## Begin

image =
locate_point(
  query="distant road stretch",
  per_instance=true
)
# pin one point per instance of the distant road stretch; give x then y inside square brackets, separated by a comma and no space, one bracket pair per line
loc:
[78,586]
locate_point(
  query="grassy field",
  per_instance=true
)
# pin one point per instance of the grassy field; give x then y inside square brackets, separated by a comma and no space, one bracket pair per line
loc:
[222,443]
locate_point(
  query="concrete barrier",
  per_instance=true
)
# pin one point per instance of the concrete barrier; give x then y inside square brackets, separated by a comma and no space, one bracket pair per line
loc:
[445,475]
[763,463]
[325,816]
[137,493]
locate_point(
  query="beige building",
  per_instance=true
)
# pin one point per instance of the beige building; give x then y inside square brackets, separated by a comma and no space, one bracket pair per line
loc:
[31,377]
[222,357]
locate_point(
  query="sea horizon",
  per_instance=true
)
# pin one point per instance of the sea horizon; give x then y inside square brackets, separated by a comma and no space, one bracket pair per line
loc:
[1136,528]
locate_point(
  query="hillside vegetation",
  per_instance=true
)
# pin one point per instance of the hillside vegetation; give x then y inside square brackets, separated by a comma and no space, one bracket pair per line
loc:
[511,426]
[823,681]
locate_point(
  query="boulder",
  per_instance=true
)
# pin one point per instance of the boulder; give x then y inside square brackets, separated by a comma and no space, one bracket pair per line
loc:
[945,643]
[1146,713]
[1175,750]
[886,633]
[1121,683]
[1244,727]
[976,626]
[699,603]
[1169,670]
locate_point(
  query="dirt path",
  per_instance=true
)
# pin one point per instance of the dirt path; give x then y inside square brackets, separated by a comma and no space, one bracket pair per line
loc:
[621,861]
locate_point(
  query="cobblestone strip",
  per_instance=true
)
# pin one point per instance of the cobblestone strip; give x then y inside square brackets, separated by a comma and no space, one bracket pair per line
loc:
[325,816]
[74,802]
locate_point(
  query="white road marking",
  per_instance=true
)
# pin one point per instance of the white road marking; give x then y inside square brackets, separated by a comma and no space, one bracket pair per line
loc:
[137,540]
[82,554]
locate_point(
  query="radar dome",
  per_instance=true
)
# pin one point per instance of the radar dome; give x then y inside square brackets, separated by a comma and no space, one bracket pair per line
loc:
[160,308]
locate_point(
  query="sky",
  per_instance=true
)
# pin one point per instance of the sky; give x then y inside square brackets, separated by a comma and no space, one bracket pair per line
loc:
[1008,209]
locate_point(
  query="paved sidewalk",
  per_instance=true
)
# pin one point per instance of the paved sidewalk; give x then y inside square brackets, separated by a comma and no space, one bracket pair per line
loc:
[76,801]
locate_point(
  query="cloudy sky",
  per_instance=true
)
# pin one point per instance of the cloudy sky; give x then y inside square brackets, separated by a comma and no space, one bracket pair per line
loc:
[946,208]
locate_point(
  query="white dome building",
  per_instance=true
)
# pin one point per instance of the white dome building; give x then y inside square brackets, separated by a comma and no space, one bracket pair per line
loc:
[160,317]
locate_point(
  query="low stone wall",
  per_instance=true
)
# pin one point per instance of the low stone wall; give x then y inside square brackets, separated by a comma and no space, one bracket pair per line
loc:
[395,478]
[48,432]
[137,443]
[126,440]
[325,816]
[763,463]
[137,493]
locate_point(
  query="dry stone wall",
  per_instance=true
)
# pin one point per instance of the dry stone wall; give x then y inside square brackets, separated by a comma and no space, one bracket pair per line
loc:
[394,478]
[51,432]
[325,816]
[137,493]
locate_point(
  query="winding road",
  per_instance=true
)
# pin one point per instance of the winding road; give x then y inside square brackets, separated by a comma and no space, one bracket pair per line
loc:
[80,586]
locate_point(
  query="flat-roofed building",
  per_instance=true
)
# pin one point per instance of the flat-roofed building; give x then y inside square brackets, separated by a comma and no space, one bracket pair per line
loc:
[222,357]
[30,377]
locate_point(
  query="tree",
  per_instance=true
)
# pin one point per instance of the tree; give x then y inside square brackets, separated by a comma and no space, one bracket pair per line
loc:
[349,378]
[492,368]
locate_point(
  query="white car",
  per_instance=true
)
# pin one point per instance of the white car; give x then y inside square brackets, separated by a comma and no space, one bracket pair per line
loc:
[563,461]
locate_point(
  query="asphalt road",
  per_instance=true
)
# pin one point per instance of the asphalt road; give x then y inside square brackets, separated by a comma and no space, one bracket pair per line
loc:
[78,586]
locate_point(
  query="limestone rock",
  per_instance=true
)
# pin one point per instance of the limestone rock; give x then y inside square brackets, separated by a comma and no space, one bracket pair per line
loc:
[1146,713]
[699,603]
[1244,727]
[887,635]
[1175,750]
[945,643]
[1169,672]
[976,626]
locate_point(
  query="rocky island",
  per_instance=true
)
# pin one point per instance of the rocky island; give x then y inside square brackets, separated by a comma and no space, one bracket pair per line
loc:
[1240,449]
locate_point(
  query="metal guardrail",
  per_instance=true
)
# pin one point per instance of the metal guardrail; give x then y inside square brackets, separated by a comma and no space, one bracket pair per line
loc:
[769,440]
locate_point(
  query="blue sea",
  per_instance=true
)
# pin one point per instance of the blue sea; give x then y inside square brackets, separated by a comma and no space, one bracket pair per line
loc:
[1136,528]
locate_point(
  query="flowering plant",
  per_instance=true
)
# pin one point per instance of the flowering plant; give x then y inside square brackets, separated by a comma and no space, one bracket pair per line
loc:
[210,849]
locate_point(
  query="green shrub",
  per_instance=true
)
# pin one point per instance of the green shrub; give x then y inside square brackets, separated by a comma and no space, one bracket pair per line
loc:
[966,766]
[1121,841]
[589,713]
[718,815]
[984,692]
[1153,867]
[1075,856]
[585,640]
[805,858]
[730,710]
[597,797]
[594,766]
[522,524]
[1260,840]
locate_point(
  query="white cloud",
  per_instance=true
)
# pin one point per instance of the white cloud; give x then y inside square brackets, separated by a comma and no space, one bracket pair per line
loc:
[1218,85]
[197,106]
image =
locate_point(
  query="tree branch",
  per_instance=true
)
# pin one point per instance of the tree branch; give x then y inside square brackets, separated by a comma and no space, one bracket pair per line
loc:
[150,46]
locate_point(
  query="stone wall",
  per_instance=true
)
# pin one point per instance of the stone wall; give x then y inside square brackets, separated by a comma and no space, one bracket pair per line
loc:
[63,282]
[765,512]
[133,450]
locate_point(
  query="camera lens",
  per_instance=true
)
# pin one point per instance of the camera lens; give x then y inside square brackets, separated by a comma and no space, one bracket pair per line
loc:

## End

TASK INSTRUCTIONS:
Transcribe every entry exactly, omitting nothing.

ANSWER TO THIS PROBLEM:
image =
locate_point(
  query="distant road stretch",
  per_instance=true
)
# pin one point per instance of the distant road stretch; give x then y inside square brackets, separated by a comma and no space, one bracket pair per line
loc:
[78,586]
locate_point(
  query="grassy field",
  per_instance=true
)
# pin one point per instance of the grassy field; give x then y inside square brackets, separated by a comma and no space, one bracket pair per line
loc:
[222,443]
locate_point(
  query="concrete barrier",
  per_instance=true
)
# pin one point per instance of the concrete barrier; give x then y inside square brackets, separated by a comma and no space, one bracket pair per line
loc:
[445,475]
[763,463]
[325,816]
[137,493]
locate_point(
  query="beige building",
  per_instance=true
)
# pin one point per instance of the beige building; give x then y inside square brackets, separated by a comma and no space, one bracket pair per line
loc:
[31,377]
[222,357]
locate_point(
  query="sea horizon",
  per_instance=true
)
# pin one point per instance of the sea horizon; give x then y inside square brackets, separated by a comma and no space, one bracket pair per line
loc:
[1136,528]
locate_point(
  query="hillside vegetation",
  per_instance=true
)
# pin one point per instance of the hillside vegetation; give x then y inside square brackets, separated by a comma and no space, one bracket pair per line
loc:
[511,426]
[823,681]
locate_point(
  query="boulder",
  per_instance=true
)
# pin one point per instance of the boulder; give x then y inside square brackets, separated by a comma and no space, one bracket pair per line
loc:
[945,643]
[1146,713]
[1175,750]
[886,633]
[1121,683]
[1244,727]
[976,626]
[699,603]
[1169,670]
locate_point(
  query="dirt path",
  per_instance=true
)
# pin one point per instance of the dirt path; give x then y inside square brackets, separated by a comma and no space, one bracket pair per line
loc:
[621,861]
locate_point(
  query="cobblestone strip",
  per_instance=true
)
# pin one point per instance of the cobblestone strip; give x then y inside square brackets, separated by a comma and no space, one bracket pair per line
loc:
[325,816]
[74,802]
locate_point(
  query="white road marking",
  per_instance=true
)
# pin one point per instance of the white road marking; give x then y inside square brackets, separated by a comma and no space, one bracket pair per line
loc:
[137,540]
[82,554]
locate_point(
  query="radar dome",
  per_instance=true
)
# pin one point per instance of the radar dome; give x then y inside square brackets, separated by a comma and no space, one bracket pair per line
loc:
[160,308]
locate_point(
  query="sky",
  per_instance=true
)
# pin one point per instance of the sky; give x then y inside square brackets, separated by a comma and no space, one bracket pair per line
loc:
[1008,209]
locate_point(
  query="paved sidewalk",
  per_instance=true
)
# pin one point per instance of the paved sidewalk; give x then y inside square brackets, separated by a comma and no space, one bracket pair per line
loc:
[76,801]
locate_point(
  query="cloudy sky",
  per_instance=true
)
# pin one point per instance of the cloudy sky; give x then y inside square brackets, separated by a comma and no space, one bracket pair per line
loc:
[946,208]
locate_point(
  query="white dome building",
  per_instance=true
)
# pin one point per instance of the white dome building; give x then y inside square brackets, separated by a comma and no space, one bracket pair per line
loc:
[160,317]
locate_point(
  query="low stone wall",
  per_instance=true
)
# pin one point per instance of the low stone wall; give x then y inside square brackets, separated by a comma and no space, one bracket pair per line
loc:
[395,478]
[48,432]
[137,443]
[126,440]
[325,816]
[763,463]
[137,493]
locate_point(
  query="dry stone wall",
  per_instance=true
)
# pin one point per instance of the dry stone wall; give x then y inside square brackets, separated by a comma and no space, one bracket pair per line
loc:
[394,478]
[51,432]
[325,816]
[137,493]
locate_point(
  query="winding road",
  per_instance=true
)
# pin one point per instance of the winding road; give x then y inside square brackets, separated by a comma and no space, one bracket pair per line
loc:
[80,586]
locate_point(
  query="flat-roofed building",
  per_instance=true
)
# pin one point per instance of the flat-roofed building; give x then y inside square brackets, separated by a comma and no space, one bracket pair per line
loc:
[222,357]
[30,377]
locate_point(
  query="tree",
  per_instance=true
)
# pin one point per instance of the tree; give x then y inside square brackets, separated by a comma and no space, one bracket pair per line
loc:
[349,378]
[492,368]
locate_point(
  query="white car",
  per_instance=true
)
# pin one point per instance of the white car; give x then y inside square brackets, separated by a comma and no space, one bracket pair per line
loc:
[563,461]
locate_point(
  query="asphalt road",
  per_instance=true
)
# pin one point per instance of the asphalt road; give x then y inside square brackets, separated by a comma and no space, one bracket pair per line
loc:
[78,586]
locate_point(
  query="limestone rock",
  per_instance=true
)
# pin one point per instance of the limestone rock; give x then y inside square brackets, separated by a comma and no space, one bracket pair per line
loc:
[1146,713]
[699,603]
[1244,727]
[887,635]
[1175,750]
[945,643]
[1169,672]
[976,626]
locate_point(
  query="rocky island",
  per_instance=true
)
# pin one point per instance of the rocky island; give x then y inside square brackets, separated by a comma and no space, one bracket pair per line
loc:
[1240,449]
locate_point(
  query="metal guardrail",
  per_instance=true
)
# pin one point per instance of the metal guardrail; give x then y inside square brackets, separated by a comma and no space, one bracket pair per line
loc:
[769,440]
locate_point(
  query="blue sea",
  per_instance=true
)
# pin one point per instance of the blue sea; give x then y inside square brackets, separated by a comma and no space, one bracket pair per line
loc:
[1136,528]
locate_point(
  query="flowering plant",
  per_instance=true
)
# pin one point per instance of the flowering plant; give x then y inside square brackets, separated by a comma and no space, one bracket pair per line
loc:
[210,849]
locate_point(
  query="green shrub",
  per_instance=true
)
# pin one point per instance of the green shrub; give x then y inside square brackets, separated by a comma and no space, one bracket pair per line
loc:
[966,766]
[1121,841]
[589,713]
[718,815]
[984,692]
[1153,867]
[1075,856]
[585,640]
[805,858]
[730,710]
[597,797]
[594,766]
[522,524]
[1260,840]
locate_point(
  query="white cloud",
  per_instance=true
)
# pin one point per instance of the white cloud; give x then y inside square brackets, separated by a comma and no space, one bracket pair per line
loc:
[1218,85]
[197,106]
image =
locate_point(
  query="tree branch",
  per_instance=true
)
# pin one point per instance of the tree branch; give x then y inside square brackets, separated by a comma and no space, one bracket pair per line
loc:
[150,46]
locate_point(
  query="stone wall",
  per_instance=true
)
# pin one point per instance of the stone wall; give x then y inside square brackets, separated by a comma and no space, one bracket pair per line
loc:
[63,282]
[765,512]
[133,450]
locate_point(
  query="camera lens",
  per_instance=true
)
# pin one point per instance of the camera lens; give x then y inside square brackets, separated by a comma and no space, one bracket pair per line
loc:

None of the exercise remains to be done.